Task prompt>
Where a line below holds the string "beige", copy that line.
*** Opening of Available records ***
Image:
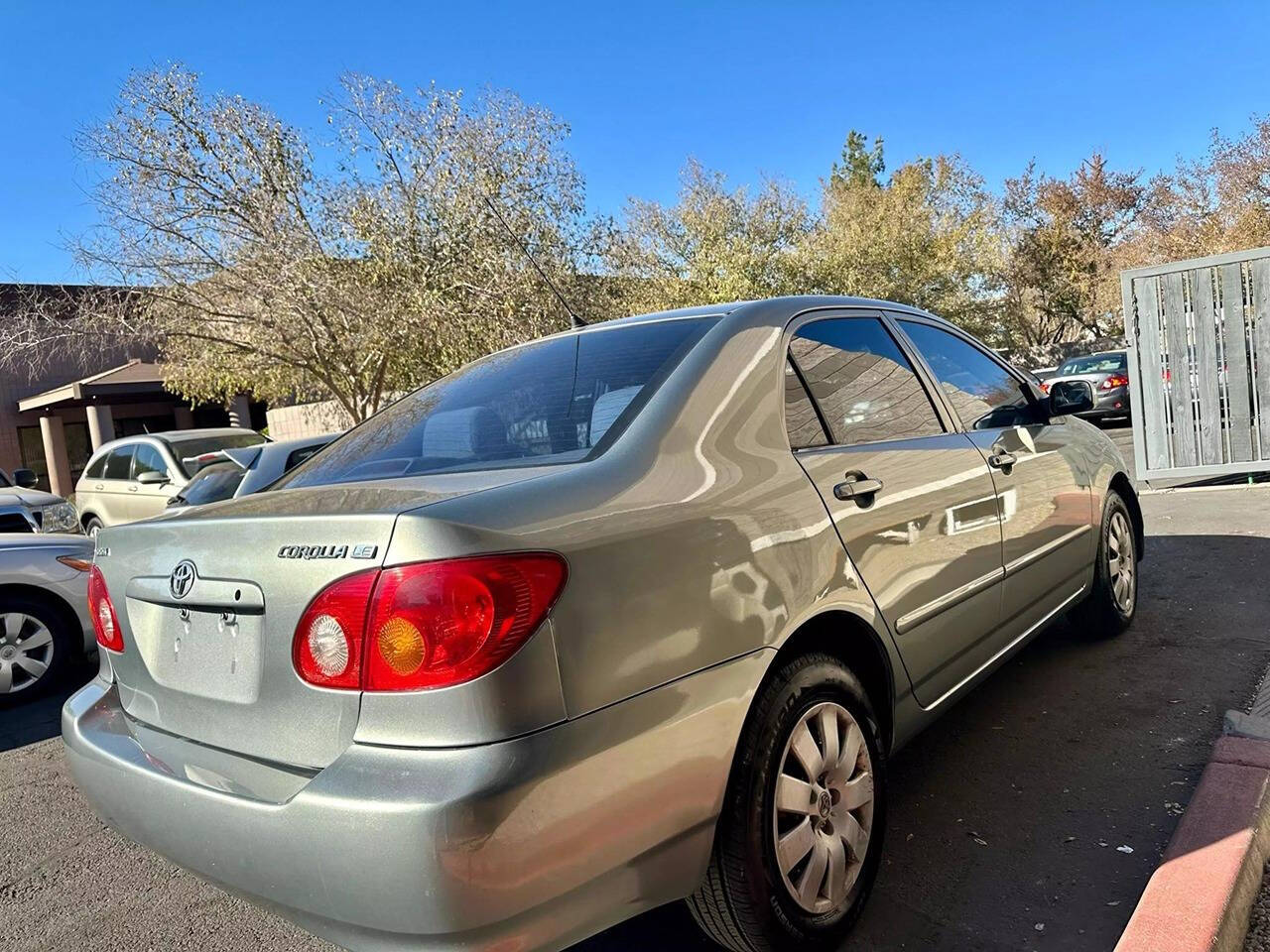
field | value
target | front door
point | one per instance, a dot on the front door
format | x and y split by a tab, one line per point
913	502
1039	472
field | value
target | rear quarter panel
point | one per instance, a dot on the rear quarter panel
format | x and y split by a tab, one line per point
694	539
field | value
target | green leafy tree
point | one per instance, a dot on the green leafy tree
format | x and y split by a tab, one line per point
861	164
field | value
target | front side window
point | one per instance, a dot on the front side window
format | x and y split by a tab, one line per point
983	393
118	466
550	402
212	484
1097	363
862	382
195	452
148	460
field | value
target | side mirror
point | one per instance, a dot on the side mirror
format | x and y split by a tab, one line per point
1071	397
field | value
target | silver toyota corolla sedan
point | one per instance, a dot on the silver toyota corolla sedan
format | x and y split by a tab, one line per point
629	615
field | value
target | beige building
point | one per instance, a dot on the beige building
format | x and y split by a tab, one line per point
54	416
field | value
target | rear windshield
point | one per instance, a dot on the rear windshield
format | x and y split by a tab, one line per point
1098	363
552	402
212	484
189	452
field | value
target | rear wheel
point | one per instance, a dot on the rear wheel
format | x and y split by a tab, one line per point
799	841
1111	603
36	648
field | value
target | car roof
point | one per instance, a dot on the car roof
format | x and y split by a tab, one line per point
171	436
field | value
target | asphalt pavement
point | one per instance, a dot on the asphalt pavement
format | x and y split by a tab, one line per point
1029	817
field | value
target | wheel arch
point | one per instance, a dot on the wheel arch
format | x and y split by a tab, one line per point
1121	484
55	603
852	640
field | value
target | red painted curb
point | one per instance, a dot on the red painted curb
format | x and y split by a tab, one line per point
1199	897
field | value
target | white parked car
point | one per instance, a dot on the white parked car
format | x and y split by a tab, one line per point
241	471
134	477
45	627
23	508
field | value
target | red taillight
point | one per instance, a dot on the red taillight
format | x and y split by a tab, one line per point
105	622
427	625
331	631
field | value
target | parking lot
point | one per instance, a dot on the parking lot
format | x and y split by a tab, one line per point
1011	819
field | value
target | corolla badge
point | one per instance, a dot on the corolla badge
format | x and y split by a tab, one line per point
182	578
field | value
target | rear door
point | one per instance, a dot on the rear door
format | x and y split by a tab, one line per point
1040	474
913	500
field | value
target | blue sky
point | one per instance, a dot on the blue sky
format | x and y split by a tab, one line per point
746	87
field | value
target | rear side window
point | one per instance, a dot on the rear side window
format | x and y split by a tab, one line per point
802	422
118	466
557	400
146	458
862	382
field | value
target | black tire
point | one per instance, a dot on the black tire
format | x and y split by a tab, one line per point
744	904
66	648
1102	613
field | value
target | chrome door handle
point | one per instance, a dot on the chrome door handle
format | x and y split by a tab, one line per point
857	488
1002	461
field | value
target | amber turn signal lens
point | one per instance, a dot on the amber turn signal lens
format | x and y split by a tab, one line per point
400	645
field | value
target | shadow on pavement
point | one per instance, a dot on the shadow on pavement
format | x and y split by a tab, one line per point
31	721
1008	815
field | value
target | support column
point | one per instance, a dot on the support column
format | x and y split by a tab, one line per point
55	456
100	424
240	412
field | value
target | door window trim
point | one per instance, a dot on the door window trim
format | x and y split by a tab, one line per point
948	422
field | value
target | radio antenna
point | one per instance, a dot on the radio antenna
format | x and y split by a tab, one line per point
574	320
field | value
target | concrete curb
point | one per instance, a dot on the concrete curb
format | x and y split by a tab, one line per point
1201	896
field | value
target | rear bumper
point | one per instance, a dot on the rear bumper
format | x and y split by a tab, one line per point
535	842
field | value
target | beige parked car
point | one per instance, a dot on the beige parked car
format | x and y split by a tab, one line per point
134	477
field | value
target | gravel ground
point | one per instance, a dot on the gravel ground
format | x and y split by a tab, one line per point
1005	816
1259	927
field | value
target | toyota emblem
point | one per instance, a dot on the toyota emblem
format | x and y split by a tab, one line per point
182	578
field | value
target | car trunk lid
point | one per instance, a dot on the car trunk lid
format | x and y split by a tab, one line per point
208	606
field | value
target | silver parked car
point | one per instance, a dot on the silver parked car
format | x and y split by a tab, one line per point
23	508
134	477
44	611
240	471
629	615
1106	373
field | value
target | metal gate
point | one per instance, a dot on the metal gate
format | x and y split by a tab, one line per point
1199	365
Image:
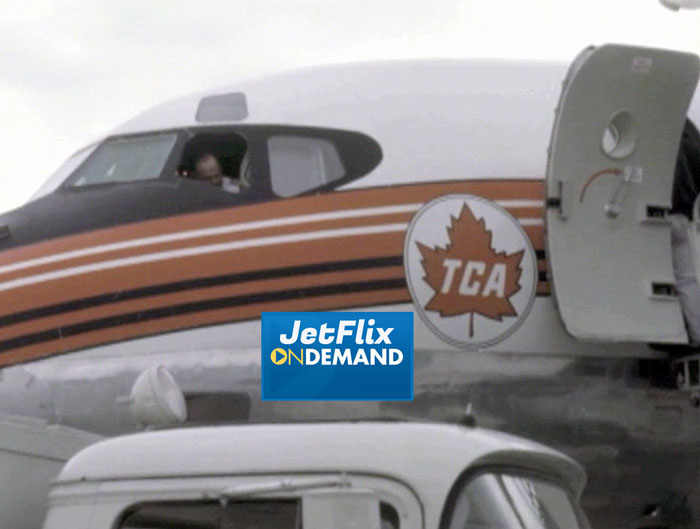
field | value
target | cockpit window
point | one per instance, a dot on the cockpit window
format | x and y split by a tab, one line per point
298	164
125	160
509	501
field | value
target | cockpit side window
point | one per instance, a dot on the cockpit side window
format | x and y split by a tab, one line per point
298	164
220	159
304	160
129	159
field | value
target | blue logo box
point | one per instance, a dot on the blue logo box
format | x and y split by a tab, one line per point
337	356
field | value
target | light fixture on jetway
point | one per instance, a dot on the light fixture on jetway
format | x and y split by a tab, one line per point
675	5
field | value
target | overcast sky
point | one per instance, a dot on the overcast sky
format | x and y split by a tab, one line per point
72	70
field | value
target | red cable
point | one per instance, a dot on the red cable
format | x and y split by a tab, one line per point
612	171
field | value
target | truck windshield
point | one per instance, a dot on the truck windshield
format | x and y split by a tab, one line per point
509	501
199	515
125	160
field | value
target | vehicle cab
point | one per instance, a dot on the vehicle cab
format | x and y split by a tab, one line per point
362	474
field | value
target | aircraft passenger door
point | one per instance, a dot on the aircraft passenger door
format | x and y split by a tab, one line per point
609	175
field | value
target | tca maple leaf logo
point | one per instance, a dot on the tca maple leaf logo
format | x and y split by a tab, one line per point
468	275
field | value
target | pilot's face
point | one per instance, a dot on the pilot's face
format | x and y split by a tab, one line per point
209	170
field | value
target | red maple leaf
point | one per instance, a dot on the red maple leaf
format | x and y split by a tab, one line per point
468	275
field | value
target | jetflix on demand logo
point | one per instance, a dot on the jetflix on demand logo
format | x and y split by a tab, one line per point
471	270
337	356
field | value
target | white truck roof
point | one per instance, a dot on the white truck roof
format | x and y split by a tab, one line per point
428	457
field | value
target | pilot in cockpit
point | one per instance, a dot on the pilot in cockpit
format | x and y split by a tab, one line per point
208	169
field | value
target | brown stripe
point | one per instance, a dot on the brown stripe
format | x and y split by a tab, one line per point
372	197
176	323
207	265
214	264
272	231
202	294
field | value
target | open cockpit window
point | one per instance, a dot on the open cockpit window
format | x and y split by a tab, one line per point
220	159
127	159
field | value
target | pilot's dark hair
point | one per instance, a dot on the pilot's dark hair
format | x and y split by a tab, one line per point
199	157
686	179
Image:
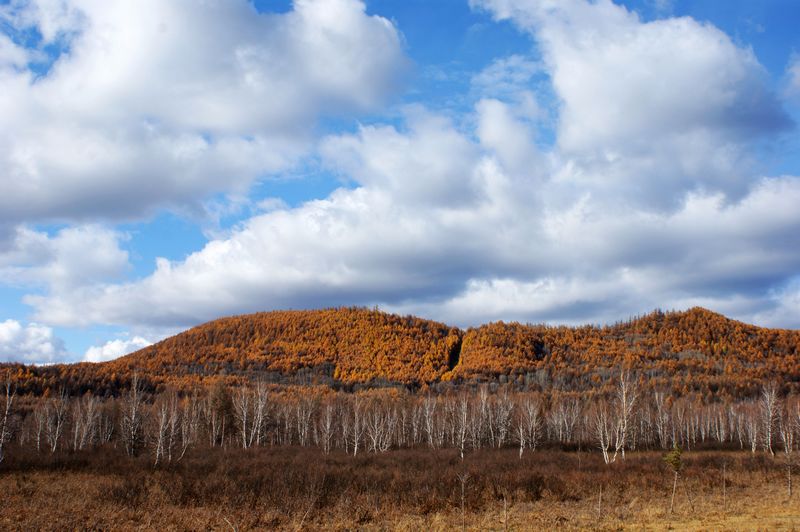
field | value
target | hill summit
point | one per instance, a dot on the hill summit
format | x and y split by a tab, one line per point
684	352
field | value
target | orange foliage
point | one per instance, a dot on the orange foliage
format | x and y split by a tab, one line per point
696	351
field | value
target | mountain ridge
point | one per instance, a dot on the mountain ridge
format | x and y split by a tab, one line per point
692	351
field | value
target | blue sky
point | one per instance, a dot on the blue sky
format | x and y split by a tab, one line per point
163	164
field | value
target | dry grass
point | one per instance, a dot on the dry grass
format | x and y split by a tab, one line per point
292	489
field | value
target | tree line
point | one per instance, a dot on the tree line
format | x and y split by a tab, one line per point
165	425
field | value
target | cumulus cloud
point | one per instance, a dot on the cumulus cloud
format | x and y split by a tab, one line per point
793	75
161	103
115	349
72	257
475	220
648	109
31	343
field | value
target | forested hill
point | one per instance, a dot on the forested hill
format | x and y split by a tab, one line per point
696	351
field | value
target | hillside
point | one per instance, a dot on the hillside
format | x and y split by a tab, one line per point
696	351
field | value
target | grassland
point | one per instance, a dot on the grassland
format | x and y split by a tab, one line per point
298	488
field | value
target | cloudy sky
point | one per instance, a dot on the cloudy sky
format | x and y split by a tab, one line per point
167	162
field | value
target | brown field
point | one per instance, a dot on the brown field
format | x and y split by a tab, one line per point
300	488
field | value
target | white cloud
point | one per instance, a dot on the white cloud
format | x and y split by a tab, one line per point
648	109
115	349
161	103
72	257
534	247
476	222
793	75
31	343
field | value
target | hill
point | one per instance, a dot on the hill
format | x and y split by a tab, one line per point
696	351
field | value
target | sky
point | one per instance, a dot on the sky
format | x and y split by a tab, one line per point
167	162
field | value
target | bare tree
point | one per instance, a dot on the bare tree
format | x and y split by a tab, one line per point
786	424
769	414
5	426
326	428
627	394
56	419
131	422
85	413
529	424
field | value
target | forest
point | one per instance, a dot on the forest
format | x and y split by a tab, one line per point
292	457
692	353
357	419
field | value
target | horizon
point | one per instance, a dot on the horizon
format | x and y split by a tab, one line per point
563	162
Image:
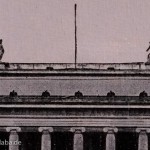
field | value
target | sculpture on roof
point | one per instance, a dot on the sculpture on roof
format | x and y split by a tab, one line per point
1	49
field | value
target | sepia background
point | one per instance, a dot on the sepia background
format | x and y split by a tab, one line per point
43	30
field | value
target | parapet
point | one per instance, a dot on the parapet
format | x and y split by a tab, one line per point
71	66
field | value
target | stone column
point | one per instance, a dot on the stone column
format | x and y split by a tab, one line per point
46	137
78	138
110	138
13	137
143	138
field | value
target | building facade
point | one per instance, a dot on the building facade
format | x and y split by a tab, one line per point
57	107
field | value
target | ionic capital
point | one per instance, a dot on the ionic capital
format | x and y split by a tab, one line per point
77	129
49	129
16	129
110	130
147	130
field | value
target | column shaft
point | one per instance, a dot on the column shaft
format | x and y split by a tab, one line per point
13	138
78	141
46	141
110	141
143	141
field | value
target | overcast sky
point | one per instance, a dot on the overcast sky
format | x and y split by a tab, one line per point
43	30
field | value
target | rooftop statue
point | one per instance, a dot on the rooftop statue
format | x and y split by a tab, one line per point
1	49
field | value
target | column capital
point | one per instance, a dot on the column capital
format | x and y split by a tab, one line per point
147	130
77	129
110	129
49	129
17	129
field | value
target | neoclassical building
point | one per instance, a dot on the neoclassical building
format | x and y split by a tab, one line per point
57	107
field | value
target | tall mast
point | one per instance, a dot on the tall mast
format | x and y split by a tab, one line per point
75	21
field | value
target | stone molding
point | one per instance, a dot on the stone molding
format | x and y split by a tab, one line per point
17	129
110	129
49	129
77	129
147	130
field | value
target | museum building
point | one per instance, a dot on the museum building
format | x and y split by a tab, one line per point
57	107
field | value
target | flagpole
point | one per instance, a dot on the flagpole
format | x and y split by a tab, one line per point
75	21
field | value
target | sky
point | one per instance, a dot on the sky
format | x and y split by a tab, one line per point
42	31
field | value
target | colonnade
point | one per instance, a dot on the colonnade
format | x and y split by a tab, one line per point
78	138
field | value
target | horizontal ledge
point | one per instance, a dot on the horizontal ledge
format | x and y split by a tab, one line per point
75	106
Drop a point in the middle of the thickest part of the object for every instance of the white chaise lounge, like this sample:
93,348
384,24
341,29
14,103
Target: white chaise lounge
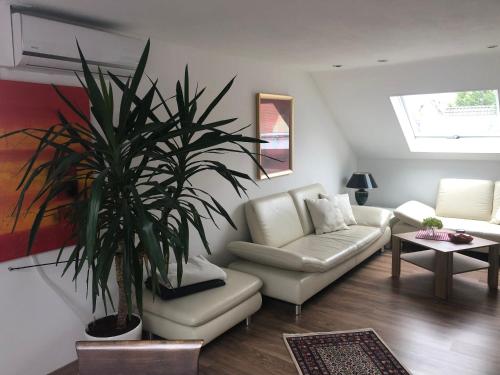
204,315
293,263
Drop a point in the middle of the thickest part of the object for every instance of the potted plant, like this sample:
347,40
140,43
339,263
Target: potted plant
432,223
135,203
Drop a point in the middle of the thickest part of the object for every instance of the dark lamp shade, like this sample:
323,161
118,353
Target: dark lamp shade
361,181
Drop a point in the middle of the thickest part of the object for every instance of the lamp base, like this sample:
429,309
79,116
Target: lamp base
361,196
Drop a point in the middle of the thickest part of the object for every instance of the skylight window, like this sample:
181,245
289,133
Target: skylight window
462,122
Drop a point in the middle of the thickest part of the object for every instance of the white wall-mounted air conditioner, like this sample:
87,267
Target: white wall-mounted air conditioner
41,43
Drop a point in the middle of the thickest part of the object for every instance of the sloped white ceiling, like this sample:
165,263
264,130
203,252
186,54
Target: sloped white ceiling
313,34
359,99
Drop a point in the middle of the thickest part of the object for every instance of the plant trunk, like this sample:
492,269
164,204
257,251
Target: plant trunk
122,315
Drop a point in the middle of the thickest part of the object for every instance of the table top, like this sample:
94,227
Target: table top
445,246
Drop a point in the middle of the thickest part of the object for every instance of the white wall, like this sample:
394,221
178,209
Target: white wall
38,329
359,101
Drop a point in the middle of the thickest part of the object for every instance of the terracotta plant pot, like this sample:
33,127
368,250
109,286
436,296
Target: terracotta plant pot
134,331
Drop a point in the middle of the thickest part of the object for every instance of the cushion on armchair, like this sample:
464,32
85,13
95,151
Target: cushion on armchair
372,216
465,199
413,212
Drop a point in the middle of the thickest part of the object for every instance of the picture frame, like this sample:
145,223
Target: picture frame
275,124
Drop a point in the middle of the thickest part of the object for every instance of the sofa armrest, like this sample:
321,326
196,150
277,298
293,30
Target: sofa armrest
413,212
274,256
372,216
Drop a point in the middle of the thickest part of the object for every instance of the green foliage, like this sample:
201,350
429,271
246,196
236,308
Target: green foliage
474,98
432,222
136,202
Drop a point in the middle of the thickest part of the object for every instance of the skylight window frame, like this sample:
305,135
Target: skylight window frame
479,144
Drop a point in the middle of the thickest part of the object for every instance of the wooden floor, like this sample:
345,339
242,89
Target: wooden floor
460,336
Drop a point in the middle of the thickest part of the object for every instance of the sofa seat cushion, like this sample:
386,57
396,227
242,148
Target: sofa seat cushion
197,309
330,249
478,228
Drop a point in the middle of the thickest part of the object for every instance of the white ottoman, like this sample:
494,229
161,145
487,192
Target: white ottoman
204,315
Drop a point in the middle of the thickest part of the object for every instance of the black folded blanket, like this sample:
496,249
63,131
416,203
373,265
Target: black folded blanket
171,293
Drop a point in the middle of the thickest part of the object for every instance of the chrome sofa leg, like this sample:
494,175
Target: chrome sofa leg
298,309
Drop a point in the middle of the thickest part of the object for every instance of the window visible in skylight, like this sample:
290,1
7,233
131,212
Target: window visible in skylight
464,122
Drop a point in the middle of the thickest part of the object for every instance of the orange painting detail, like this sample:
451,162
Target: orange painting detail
30,105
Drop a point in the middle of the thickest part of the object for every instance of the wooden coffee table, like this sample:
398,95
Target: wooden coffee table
443,259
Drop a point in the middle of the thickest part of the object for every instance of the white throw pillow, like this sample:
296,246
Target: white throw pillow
342,200
326,215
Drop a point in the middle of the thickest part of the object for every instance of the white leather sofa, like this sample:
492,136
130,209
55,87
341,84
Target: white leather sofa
460,204
204,315
293,263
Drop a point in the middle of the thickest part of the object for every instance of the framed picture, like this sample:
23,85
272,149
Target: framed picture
275,125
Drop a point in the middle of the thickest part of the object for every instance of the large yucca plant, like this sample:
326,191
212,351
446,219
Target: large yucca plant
133,165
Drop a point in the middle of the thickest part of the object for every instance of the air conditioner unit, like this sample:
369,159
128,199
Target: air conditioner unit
41,43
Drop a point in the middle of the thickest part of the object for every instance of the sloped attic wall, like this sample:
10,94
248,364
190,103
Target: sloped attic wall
359,101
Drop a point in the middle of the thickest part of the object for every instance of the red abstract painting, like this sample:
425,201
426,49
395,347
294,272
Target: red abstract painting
30,105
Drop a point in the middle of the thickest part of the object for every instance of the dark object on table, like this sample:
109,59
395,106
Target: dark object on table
361,181
171,293
460,238
138,357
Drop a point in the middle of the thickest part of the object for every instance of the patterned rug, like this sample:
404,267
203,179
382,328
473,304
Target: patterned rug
360,352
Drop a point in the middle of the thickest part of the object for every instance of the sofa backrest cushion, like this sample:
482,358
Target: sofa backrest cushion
465,199
299,197
273,220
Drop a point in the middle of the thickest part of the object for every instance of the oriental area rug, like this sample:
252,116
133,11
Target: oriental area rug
360,352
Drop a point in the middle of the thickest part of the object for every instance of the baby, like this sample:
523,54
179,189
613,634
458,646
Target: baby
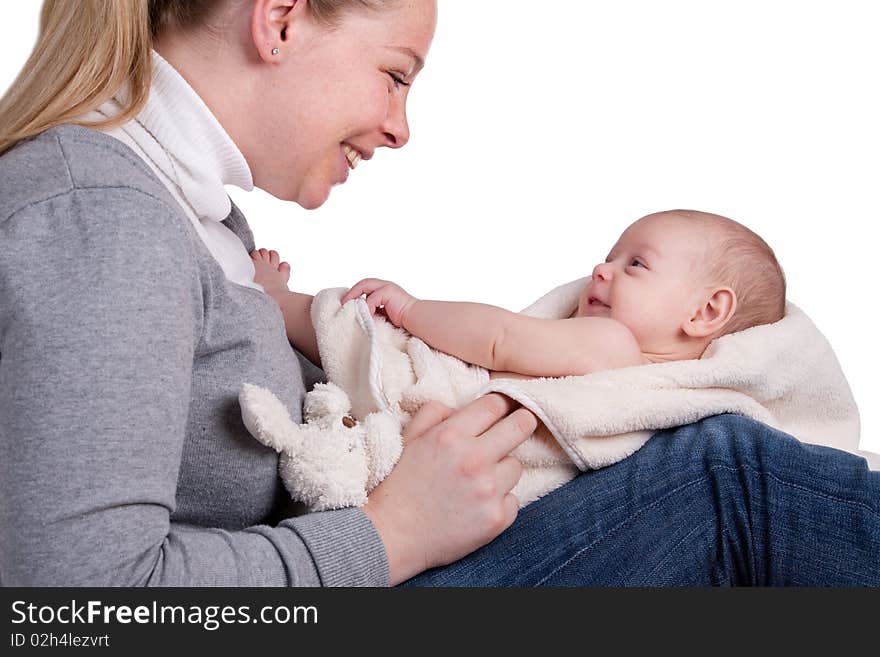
672,283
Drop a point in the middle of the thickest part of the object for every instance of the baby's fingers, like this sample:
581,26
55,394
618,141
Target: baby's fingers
366,286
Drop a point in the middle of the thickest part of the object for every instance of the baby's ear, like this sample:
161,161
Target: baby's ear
712,315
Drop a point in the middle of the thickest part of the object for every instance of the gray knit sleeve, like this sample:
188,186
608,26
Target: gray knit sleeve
100,313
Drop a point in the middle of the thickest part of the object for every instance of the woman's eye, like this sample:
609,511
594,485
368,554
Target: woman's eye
397,79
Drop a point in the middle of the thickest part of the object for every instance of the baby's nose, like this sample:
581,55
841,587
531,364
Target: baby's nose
602,271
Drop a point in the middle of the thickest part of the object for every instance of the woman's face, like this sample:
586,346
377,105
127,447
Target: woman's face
336,95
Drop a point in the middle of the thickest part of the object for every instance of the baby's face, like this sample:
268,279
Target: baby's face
652,280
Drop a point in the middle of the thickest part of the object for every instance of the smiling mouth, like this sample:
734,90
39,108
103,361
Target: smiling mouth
352,155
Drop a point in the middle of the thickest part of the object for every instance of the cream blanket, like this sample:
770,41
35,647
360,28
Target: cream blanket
784,375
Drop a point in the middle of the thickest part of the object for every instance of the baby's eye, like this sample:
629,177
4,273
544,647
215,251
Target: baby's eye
397,78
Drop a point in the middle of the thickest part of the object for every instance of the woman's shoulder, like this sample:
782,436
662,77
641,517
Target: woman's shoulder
70,158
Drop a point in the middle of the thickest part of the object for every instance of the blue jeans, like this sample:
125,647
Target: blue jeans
723,501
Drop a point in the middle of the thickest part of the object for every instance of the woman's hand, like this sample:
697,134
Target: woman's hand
450,492
383,294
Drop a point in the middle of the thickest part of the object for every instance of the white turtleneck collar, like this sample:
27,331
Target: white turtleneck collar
184,144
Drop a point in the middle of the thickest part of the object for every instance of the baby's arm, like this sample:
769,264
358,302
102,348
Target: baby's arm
296,309
503,341
273,275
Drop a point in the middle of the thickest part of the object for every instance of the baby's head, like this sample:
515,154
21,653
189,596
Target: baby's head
681,278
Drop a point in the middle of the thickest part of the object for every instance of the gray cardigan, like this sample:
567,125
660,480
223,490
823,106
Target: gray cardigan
123,457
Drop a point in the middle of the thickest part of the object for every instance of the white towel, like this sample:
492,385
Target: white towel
784,375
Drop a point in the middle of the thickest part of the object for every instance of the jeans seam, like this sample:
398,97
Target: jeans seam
689,484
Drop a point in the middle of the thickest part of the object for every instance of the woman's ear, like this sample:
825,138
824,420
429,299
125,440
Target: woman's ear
271,23
712,315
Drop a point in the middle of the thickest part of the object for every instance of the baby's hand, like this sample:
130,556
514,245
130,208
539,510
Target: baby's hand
383,294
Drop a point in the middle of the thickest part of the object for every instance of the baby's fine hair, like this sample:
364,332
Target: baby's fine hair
739,258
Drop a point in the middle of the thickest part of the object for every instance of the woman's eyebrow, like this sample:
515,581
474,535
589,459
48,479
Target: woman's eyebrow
406,50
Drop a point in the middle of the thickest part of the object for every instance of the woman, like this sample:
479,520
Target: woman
124,460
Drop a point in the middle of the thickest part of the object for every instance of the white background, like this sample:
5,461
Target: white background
541,129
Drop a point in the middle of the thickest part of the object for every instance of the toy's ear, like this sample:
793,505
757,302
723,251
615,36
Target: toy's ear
267,419
712,314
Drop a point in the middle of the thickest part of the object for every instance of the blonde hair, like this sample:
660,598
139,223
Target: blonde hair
739,258
89,50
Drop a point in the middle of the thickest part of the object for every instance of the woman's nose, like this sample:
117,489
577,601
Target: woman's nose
602,271
396,127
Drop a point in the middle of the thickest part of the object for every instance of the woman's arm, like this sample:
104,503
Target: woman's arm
99,317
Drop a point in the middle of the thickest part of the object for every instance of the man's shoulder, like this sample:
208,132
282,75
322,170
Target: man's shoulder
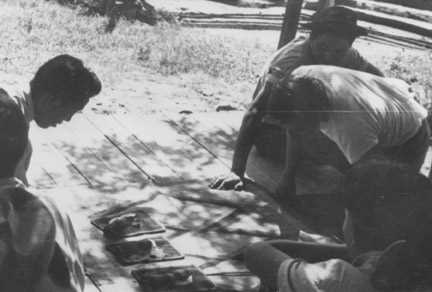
*** Close of Available records ***
The answer>
target | beige building
point | one per instance, a dot on the beige building
target | beige parked car
point | one per instance, a dot on the beige parked car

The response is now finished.